- [Text under study]
========================
Commoditization is an "ugly reality" that confronts many companies the world over, likened to "the black plague" that has killed many firms and debilitated many others, and haunts the conscience of those who have thus far been only marginally affected. A quote: "Everything commoditizes over time. The edges and points of difference get worn off by competition. ... It is easy to imitate and hard to innovate."

The author turns to a dictionary to examine the term: commoditization is the process that renders the goods of any firm interchangeable with the goods of any other. It occurs because all companies assume customers want the same thing, and that the only grounds for competition are external to the product itself (price and convenience). Its symptoms are that firms are constantly lowering product quality to keep in line with falling prices and rising input costs.

The impact of commoditization can be seen in a wide range of products: from consumer package goods, to air travel, to automobiles, to insurance. Its ultimate effects can be seen in industries where a single, gigantic firm controls the market (Wal-Mart in retail, Dell in computers, etc.) or where a few major players exist to provide interchangeable goods (Coke and Pepsi).

It is also true that commoditization in one segment of a market can ripple through an industry. The author considers Zara, a Spanish fashion retailer that dumps low-cost knock-off fashions on the market, which draws cost-conscious shoppers away from higher-end goods.
========================
- [Saved data entries]
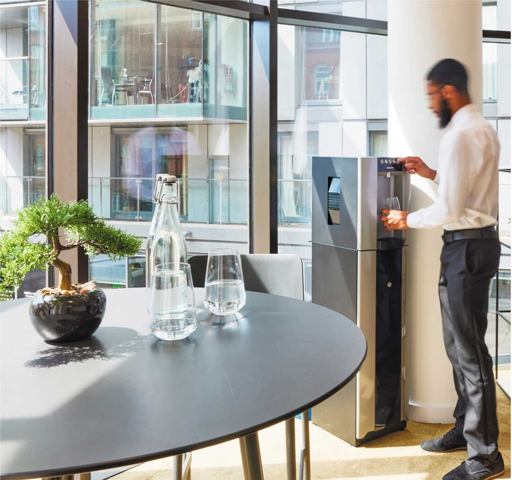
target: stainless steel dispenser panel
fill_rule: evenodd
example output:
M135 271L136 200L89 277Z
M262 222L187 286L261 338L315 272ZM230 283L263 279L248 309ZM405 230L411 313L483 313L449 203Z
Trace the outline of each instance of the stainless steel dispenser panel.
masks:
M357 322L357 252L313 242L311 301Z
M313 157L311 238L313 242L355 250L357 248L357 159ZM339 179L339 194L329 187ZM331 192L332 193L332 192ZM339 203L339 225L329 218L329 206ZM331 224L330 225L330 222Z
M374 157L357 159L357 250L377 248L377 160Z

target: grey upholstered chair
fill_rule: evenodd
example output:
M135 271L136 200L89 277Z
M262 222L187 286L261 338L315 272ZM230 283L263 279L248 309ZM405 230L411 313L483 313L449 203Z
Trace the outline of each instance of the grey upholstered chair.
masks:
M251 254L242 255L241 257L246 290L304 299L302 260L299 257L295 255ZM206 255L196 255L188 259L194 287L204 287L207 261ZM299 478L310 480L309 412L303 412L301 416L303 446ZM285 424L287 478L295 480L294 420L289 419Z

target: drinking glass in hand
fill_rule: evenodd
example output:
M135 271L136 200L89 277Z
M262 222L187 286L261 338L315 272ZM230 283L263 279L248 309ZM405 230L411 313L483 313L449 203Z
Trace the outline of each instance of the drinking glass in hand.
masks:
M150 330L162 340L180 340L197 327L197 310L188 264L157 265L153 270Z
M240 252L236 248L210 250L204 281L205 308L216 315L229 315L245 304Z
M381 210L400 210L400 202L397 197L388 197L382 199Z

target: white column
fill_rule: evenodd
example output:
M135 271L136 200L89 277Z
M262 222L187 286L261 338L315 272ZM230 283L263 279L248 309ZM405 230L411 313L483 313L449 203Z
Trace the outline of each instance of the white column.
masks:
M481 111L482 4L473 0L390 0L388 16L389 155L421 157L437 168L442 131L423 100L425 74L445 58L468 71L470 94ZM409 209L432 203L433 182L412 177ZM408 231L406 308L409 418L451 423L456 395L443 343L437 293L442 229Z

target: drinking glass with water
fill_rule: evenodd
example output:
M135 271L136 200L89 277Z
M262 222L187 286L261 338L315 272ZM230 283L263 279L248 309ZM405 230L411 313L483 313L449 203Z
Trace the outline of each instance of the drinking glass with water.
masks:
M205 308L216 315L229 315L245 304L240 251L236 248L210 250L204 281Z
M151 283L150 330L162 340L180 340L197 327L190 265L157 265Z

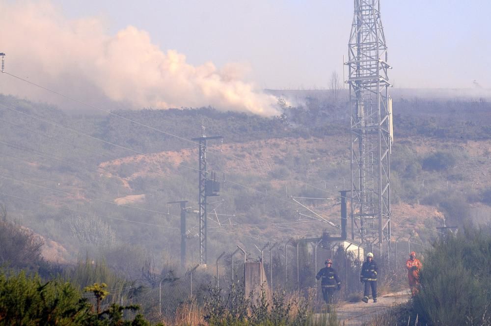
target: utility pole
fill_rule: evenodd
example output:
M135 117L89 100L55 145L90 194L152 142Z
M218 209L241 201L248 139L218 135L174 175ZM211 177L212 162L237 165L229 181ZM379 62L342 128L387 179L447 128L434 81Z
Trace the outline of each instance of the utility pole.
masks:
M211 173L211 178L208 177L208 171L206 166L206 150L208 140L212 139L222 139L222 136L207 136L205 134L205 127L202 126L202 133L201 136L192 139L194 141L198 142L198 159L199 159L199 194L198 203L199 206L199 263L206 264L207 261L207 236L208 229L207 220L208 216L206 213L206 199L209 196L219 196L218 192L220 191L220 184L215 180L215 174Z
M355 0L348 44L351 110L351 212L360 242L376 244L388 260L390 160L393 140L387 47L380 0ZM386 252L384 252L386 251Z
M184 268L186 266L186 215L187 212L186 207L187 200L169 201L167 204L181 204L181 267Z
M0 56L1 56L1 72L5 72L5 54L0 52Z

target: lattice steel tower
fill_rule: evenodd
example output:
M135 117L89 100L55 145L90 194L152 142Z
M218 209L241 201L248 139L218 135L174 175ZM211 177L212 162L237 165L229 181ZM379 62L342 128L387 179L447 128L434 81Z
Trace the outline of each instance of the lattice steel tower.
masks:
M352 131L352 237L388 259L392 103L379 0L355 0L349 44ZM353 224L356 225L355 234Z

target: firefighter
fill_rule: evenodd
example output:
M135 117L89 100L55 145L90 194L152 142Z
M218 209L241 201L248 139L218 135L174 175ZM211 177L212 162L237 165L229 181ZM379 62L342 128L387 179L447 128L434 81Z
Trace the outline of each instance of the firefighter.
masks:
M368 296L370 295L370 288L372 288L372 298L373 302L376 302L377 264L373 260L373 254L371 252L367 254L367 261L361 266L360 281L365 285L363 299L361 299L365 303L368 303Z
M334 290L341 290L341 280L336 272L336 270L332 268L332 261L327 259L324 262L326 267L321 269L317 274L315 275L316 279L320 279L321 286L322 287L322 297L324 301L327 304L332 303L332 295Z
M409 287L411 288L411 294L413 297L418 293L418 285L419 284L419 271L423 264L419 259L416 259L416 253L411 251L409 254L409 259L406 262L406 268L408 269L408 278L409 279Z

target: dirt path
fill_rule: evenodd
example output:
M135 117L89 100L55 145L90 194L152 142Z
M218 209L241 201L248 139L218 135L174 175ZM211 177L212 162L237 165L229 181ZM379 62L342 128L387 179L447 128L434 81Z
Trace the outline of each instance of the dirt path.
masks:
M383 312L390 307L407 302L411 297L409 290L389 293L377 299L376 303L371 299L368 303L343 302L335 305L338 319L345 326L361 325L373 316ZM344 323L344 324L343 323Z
========================
- [Work instruction A]
In the passage on commoditization, which two companies are named as an example of a few major players providing interchangeable goods?
- [Work instruction B]
Continue the passage on commoditization from its last sentence.

- [Response A]
Coke and Pepsi.

- [Response B]
A premium brand caught in the commodity trap sees its competitive position being eroded, such that it caters to the low-end of the market and diminishes the prestige of its brand. Consider the impact to automobile makers such as Mercedes of providing a discounted model: the economy C-class Mercedes has diminished the prestige of the premium S-class, and as the trend continues, Mercedes is in danger of becoming just another Buick or Oldsmobile, shedding the prestige of premium brand and the ability to appeal to customers who desire quality, such that it can no longer command premium pricing.

Commoditization can happen to any firm or any product: consider that the industry giants of today started out as small players, but defeated the established firms. Consider also that there are today many small players challenging the present-day giants, and that there is one in each industry that will topple them.

Harley-Davidson: Commoditization of a Classic

The author refers to the (somewhat hackneyed) case of Harley-Davidson, which rose from being a small player to becoming an American icon, then fell, then recovered.

Founded in 1903, HD came to define the motorcycle industry. But in the 1970s, it faced its first major commoditization when the company was undermined internally by poor quality, poor service, and a lack of innovation as well as external competition from Japanese firms that took advantage of this weakness to provide cheaper and more reliable motorcycles. As a result, HD's market share nearly halved, falling from 39% to 23% in a span of four years (1979-1983).

It was clear that HD had stepped into a commodity trap, and the company was faced with the conflicting goals of increasing quality while lowering prices. The firm floundered, and was bought out in 1981.

The new management turned the company around: it addressed quality issues but refused to lower prices, instead working on its cache as a symbol of the individualistic American spirit. The sense of independence and nationalism felt by the HD owner overcame price: a significant segment of consumers were successfully convinced that to own any other brand, especially a foreign product, would be an embarrassment.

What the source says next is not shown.